- **REQUEST**: Rewrite everything from the start of the items down to the line containing "point(252, 103)", changing every "report" to "give" and leaving all else as it is.

- **LISTING**:
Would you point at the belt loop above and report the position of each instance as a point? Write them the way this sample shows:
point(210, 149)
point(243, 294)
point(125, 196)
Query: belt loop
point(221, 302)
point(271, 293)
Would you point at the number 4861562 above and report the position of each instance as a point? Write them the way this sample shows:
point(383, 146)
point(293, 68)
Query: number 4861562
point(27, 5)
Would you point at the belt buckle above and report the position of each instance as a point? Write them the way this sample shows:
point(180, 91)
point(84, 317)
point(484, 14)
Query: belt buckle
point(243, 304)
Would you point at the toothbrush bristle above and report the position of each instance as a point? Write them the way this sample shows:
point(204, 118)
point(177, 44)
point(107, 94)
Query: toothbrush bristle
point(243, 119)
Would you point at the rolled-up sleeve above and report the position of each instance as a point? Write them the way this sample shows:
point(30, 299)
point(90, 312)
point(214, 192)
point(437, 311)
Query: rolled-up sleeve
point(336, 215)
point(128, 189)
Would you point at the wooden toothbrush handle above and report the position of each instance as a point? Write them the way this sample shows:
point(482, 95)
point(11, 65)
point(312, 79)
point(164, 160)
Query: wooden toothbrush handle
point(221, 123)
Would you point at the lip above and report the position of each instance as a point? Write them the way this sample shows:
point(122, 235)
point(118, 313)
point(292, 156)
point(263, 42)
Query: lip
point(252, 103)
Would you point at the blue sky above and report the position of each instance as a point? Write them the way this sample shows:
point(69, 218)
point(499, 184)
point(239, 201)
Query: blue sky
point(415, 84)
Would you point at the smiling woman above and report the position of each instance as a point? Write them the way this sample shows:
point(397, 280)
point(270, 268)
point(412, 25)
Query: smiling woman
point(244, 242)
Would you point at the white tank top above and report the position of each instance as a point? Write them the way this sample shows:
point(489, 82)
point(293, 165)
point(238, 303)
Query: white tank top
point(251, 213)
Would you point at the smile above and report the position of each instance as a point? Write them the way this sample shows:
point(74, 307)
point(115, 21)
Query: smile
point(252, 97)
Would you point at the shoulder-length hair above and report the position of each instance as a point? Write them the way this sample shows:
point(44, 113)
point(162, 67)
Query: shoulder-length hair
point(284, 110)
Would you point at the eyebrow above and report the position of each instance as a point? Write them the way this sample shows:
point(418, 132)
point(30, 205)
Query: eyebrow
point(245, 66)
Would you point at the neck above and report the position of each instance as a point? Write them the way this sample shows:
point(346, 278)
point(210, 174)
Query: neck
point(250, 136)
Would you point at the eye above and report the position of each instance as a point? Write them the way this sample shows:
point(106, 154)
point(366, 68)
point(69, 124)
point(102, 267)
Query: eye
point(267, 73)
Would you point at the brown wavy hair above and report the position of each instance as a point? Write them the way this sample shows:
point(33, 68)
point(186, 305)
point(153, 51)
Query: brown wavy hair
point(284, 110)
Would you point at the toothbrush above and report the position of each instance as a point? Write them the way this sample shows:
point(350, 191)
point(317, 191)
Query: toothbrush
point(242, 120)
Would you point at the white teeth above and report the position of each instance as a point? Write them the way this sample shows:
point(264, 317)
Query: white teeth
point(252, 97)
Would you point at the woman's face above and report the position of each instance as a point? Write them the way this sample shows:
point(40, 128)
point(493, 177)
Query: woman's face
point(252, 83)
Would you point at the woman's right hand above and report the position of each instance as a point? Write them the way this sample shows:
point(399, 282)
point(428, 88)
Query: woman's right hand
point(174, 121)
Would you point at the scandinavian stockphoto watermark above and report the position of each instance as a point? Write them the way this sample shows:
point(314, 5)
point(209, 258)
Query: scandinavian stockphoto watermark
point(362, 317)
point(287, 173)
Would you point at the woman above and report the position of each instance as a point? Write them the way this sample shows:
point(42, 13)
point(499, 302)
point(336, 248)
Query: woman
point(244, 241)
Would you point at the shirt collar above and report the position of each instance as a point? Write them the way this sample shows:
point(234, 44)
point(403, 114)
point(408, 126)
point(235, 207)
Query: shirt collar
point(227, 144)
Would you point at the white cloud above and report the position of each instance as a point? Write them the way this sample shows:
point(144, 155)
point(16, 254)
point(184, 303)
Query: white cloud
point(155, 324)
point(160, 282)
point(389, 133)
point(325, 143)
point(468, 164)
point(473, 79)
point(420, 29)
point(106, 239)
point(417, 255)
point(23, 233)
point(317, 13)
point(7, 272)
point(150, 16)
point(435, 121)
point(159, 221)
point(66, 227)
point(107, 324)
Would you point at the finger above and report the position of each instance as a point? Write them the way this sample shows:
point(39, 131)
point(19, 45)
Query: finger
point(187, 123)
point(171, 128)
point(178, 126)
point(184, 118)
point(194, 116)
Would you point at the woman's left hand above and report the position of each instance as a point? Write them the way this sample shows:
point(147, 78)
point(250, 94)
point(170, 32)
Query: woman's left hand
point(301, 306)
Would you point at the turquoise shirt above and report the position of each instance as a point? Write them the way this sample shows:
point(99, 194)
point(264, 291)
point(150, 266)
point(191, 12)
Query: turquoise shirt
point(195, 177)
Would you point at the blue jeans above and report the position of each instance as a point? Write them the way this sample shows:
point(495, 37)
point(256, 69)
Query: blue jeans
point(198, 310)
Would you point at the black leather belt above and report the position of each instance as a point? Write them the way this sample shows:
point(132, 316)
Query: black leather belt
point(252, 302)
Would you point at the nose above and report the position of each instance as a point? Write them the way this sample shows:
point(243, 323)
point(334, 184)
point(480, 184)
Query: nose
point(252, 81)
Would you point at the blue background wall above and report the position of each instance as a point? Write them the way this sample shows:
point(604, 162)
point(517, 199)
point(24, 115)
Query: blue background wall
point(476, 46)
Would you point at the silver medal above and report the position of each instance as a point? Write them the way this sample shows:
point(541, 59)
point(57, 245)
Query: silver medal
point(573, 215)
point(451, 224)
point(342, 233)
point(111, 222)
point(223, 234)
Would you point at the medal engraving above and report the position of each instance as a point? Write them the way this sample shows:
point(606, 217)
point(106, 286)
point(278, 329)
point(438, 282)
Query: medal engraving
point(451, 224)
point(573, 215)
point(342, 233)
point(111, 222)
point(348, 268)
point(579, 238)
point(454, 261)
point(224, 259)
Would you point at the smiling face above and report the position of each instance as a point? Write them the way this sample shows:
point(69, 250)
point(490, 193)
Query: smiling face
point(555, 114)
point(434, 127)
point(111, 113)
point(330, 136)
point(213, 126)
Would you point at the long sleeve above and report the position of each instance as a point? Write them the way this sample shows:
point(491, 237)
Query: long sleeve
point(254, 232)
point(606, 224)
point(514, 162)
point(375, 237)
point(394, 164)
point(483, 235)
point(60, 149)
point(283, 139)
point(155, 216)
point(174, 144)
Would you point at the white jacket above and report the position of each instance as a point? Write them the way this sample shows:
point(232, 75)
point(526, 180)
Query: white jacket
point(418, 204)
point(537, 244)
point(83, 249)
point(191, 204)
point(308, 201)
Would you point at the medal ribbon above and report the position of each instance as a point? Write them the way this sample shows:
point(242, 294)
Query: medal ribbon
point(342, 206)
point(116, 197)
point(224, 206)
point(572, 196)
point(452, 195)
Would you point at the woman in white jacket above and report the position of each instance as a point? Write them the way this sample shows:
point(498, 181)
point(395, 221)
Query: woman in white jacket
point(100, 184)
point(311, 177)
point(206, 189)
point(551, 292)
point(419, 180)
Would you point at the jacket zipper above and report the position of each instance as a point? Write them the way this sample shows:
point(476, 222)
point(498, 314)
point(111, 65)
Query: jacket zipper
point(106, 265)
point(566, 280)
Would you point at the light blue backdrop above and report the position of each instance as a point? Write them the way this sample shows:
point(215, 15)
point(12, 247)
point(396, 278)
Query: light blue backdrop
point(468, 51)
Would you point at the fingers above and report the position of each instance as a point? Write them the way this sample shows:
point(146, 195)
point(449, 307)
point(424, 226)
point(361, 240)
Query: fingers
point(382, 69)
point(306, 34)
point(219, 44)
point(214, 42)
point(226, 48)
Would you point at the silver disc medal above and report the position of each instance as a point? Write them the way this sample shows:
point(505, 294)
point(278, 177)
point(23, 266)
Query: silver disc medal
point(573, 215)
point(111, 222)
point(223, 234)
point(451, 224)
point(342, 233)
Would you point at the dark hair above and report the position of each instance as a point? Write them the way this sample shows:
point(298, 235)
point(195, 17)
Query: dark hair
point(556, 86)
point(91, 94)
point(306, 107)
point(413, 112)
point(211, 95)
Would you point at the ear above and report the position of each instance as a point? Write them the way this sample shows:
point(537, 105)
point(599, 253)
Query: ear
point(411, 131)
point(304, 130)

- **EXPECTED ANSWER**:
Would you point at the belt loop above and give the position of each instance as a point? Write them the way this sample shows:
point(210, 149)
point(243, 294)
point(125, 196)
Query: belt loop
point(221, 302)
point(271, 293)
Would you point at the number 4861562 above and give the position of each instance as a point? Write them the way this sample shows:
point(383, 146)
point(293, 68)
Query: number 4861562
point(27, 5)
Would you point at the belt buckle above and give the position of each instance as a point? Write them the way this sample shows:
point(180, 91)
point(84, 317)
point(484, 14)
Query: belt buckle
point(243, 304)
Would you point at the toothbrush bristle above and give the position of each instance as a point? Write them the way this sample shows:
point(204, 118)
point(177, 44)
point(107, 94)
Query: toothbrush bristle
point(243, 119)
Would you point at the rolled-up sleeve above and give the position of each instance as a point? Write them the way this sample shows:
point(30, 299)
point(90, 312)
point(214, 192)
point(437, 311)
Query: rolled-up sleeve
point(336, 215)
point(128, 189)
Would you point at the wooden toothbrush handle above and give the position of each instance as a point? Write them the way this sample shows:
point(482, 95)
point(11, 65)
point(312, 79)
point(164, 160)
Query: wooden toothbrush handle
point(221, 123)
Would you point at the lip above and give the position of each instance as a point? Write them the way this sample shows:
point(122, 235)
point(118, 313)
point(292, 156)
point(263, 42)
Query: lip
point(252, 103)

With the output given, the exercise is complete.